(Fragmento del texto)
══════════

El 22 de noviembre de 1955, dos meses después del derrocamiento de Perón, el cuerpo embalsamado de «Evita» fue robado por un comando del Ejército del sitio donde reposaba, en el edificio de la CGT / Esa noche se inició una secuencia pavorosa de ocultamiento y vejaciones / Una historia de repercusión mundial que hasta el día de hoy aún plantea interrogantes.

FUENTE: EDITORIAL PERFIL

La realidad supera a la ficción es una frase hecha que si pudiera preservarse para un sólo hecho, tal vez lo merecería esta historia.

Un coronel al frente de un comando armado, en una noche oscura, se apodera de un cadáver embalsamado y lo guarda en la caja de una camioneta, que estaciona sin saber exactamente qué hacer, o adónde ir. De pronto aparecen unas flores, velas, unas ofrendas, y lo que se inicia es un suplicio repleto de escalas siniestras, como la del militar enajenado que creía estar pegándole un balazo a unos «invasores», o quizá a un fantasma, cuando en realidad estaba matando a su mujer embarazada.

══════════

(Material proporcionado)
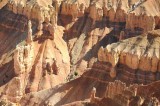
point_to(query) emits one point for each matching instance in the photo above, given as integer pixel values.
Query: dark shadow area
(13, 32)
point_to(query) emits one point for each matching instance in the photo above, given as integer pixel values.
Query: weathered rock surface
(62, 40)
(141, 52)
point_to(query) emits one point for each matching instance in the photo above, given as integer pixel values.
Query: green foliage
(75, 73)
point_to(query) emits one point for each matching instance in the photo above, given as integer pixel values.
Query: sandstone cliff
(45, 43)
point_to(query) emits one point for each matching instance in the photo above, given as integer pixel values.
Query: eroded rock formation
(88, 38)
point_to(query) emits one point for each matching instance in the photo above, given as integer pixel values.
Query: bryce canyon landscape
(80, 53)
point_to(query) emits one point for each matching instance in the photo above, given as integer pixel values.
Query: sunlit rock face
(140, 54)
(47, 44)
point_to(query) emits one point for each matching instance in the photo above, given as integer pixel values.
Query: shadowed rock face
(47, 43)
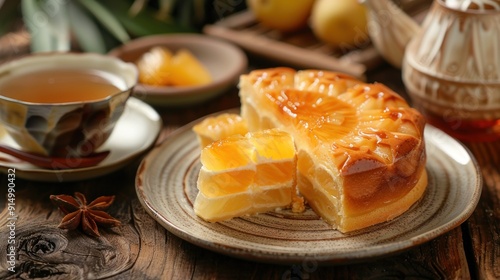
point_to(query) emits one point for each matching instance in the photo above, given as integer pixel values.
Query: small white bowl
(225, 61)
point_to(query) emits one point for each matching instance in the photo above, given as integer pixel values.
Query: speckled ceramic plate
(166, 186)
(135, 132)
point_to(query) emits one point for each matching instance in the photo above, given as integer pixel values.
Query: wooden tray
(302, 49)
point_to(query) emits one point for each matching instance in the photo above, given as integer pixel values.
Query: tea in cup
(64, 104)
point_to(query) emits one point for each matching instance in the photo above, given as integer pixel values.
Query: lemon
(340, 23)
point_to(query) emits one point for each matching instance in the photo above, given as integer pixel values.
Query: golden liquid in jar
(60, 86)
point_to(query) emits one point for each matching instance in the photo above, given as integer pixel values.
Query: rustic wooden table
(142, 249)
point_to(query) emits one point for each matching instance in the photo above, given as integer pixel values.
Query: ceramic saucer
(135, 132)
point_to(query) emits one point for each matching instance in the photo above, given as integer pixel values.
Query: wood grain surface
(142, 249)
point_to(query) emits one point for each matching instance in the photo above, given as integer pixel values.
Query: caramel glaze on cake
(361, 154)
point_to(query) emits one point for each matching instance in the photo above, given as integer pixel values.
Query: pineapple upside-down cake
(360, 152)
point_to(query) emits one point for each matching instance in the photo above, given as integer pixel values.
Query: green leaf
(58, 26)
(87, 32)
(8, 13)
(165, 9)
(137, 6)
(107, 19)
(34, 19)
(49, 31)
(145, 23)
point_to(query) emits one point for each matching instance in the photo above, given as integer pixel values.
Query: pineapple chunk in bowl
(183, 82)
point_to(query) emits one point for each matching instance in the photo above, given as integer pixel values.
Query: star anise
(87, 216)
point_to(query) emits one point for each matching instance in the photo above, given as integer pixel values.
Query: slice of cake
(245, 175)
(360, 147)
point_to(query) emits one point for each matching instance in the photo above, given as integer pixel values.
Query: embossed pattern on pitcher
(452, 68)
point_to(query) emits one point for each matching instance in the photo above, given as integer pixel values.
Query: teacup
(64, 104)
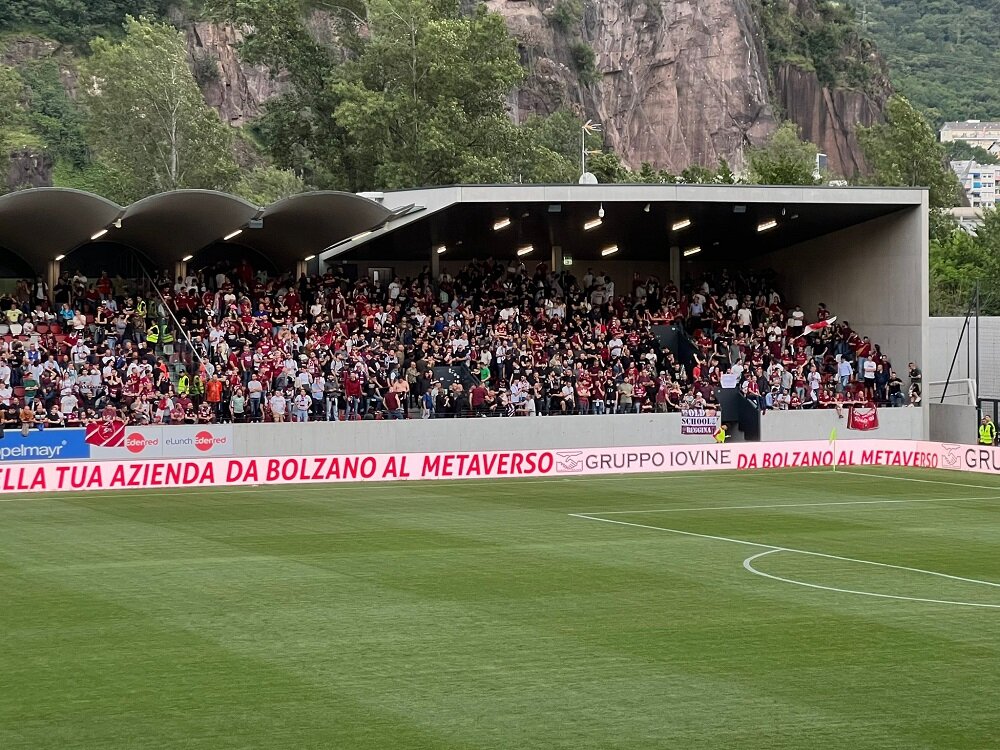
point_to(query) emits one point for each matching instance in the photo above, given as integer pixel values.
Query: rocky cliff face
(679, 82)
(27, 168)
(236, 90)
(828, 118)
(675, 82)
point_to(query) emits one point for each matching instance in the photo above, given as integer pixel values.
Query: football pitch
(771, 609)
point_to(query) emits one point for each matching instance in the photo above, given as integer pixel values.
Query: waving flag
(106, 433)
(818, 326)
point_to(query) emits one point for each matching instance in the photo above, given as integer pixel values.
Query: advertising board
(43, 445)
(221, 471)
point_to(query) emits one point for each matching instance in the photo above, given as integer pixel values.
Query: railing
(961, 392)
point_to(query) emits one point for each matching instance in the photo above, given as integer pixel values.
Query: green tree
(147, 119)
(784, 160)
(265, 185)
(905, 151)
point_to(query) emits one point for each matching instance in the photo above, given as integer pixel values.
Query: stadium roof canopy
(727, 222)
(38, 225)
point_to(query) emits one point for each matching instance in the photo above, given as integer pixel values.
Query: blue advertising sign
(44, 445)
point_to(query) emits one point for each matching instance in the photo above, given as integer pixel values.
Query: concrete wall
(944, 335)
(444, 435)
(873, 275)
(952, 423)
(894, 424)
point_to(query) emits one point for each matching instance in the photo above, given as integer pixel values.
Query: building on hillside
(978, 181)
(975, 132)
(969, 219)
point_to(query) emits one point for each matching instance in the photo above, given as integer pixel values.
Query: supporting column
(52, 277)
(435, 263)
(675, 265)
(557, 259)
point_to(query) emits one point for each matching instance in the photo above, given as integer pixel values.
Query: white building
(983, 134)
(979, 182)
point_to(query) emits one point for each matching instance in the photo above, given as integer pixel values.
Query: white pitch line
(229, 490)
(924, 481)
(748, 565)
(786, 505)
(776, 548)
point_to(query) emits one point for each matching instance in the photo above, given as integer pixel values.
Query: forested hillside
(943, 54)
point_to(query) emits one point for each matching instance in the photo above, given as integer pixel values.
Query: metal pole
(979, 403)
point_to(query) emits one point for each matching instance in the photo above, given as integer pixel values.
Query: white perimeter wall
(526, 433)
(893, 424)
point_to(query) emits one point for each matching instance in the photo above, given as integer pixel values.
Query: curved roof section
(169, 226)
(39, 224)
(308, 223)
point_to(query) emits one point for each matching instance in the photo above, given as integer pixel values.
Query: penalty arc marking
(748, 564)
(772, 548)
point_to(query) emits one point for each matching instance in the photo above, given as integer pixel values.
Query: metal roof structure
(41, 224)
(724, 221)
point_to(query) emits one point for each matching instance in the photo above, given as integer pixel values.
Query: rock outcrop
(675, 82)
(27, 168)
(236, 90)
(827, 117)
(679, 82)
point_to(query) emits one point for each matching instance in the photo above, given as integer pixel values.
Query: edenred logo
(136, 443)
(205, 441)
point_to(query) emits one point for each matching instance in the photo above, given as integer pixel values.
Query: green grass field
(484, 615)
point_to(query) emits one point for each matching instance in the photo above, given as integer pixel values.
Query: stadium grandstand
(195, 307)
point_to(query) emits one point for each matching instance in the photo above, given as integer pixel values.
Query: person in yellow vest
(987, 432)
(197, 388)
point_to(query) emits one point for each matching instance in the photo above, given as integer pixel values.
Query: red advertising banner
(223, 471)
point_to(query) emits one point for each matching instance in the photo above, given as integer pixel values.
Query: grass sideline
(614, 612)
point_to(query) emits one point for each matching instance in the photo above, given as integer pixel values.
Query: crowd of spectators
(246, 347)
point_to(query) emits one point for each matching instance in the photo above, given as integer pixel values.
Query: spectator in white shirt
(279, 407)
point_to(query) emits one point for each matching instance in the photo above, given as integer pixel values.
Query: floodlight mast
(588, 127)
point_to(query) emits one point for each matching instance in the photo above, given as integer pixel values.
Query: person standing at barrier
(213, 395)
(987, 431)
(255, 391)
(301, 404)
(27, 420)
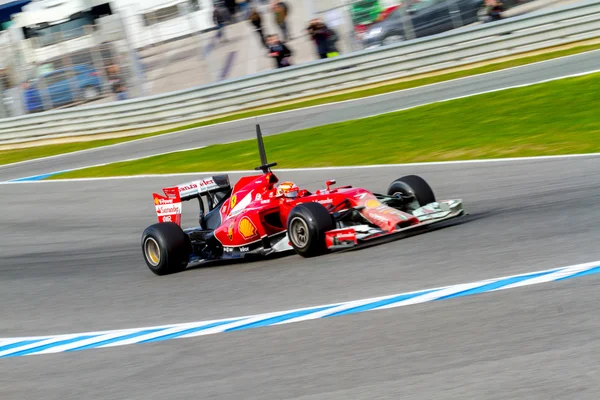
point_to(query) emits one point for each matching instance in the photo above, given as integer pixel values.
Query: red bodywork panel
(168, 207)
(254, 210)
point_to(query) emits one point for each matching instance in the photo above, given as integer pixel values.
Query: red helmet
(288, 189)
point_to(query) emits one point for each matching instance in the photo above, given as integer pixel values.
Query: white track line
(349, 167)
(333, 104)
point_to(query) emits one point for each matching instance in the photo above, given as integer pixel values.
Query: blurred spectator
(279, 51)
(115, 79)
(33, 101)
(281, 11)
(256, 20)
(231, 6)
(495, 10)
(219, 18)
(325, 38)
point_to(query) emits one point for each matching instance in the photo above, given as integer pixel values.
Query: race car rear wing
(169, 206)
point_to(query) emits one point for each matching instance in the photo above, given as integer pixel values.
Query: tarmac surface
(73, 263)
(308, 117)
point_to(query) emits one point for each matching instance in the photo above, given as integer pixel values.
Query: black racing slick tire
(306, 228)
(414, 185)
(166, 248)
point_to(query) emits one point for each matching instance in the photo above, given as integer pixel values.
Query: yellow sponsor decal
(230, 231)
(372, 203)
(247, 228)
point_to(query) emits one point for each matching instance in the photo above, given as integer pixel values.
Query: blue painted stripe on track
(19, 344)
(279, 318)
(188, 331)
(56, 344)
(582, 273)
(118, 339)
(495, 285)
(381, 303)
(34, 178)
(49, 346)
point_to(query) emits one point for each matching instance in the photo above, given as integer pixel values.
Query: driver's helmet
(288, 189)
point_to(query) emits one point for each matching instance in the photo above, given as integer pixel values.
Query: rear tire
(306, 226)
(415, 185)
(166, 248)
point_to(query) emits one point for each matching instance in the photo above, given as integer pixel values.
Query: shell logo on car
(247, 228)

══════════

(Tareas por realizar)
- A) Transcriba fielmente el pasaje del fragmento sobre el cuerpo de Evita que comienza en las palabras "Un coronel al" y concluye tras "su mujer embarazada.".
- B) Responda, conforme al fragmento sobre el cuerpo de Evita, las siguientes preguntas:
(i) ¿En qué fecha fue robado el cuerpo embalsamado?
(ii) ¿En qué edificio reposaba el cuerpo antes del robo?
(iii) ¿Dónde guardó el coronel el cadáver tras apoderarse de él?
- C) Prolongue el fragmento sobre el cuerpo de Evita a partir del punto en que termina.
Los registros proceden de una fuente distinta.

(Respuestas redactadas)
- A)
Un coronel al frente de un comando armado, en una noche oscura, se apodera de un cadáver embalsamado y lo guarda en la caja de una camioneta, que estaciona sin saber exactamente qué hacer, o adónde ir. De pronto aparecen unas flores, velas, unas ofrendas, y lo que se inicia es un suplicio repleto de escalas siniestras, como la del militar enajenado que creía estar pegándole un balazo a unos «invasores», o quizá a un fantasma, cuando en realidad estaba matando a su mujer embarazada.

- B)
(i) El 22 de noviembre de 1955.
(ii) En el edificio de la CGT.
(iii) En la caja de una camioneta.

- C)
Por algo Tomás Eloy Martínez, con todos los datos a disposición para escribir un libro de historia, prefirió que Santa Evita fuera una semificción.

“La historia argentina es tan increíble que es mejor narrarla como novela”, explicó el escritor. Era un concepto general, pero se aplicaba fuertemente al caso.

Fue un calvario (¿hay otra palabra «mejor» que “calvario”?) que se terminó 19 años después, cuando los restos de Eva Perón, que habían cruzado el océano, volvieron a cruzarlo en el sentido contrario para retornar el mismo día en que alguien cargó otro ataúd en otra camioneta que dejó estacionada en otra calle de la misma ciudad. Lo llamaron «el día de intercambio de cuerpos«.

Esa parte final de la secuencia respondía a un plan organizado. Un cadáver devuelto a cambio del cuerpo retornado. El cuerpo del supresor, robado unos días antes,era la prenda de cambio para recuperar el cuerpo de la persona a quien había intentado suprimir de la existencia eterna.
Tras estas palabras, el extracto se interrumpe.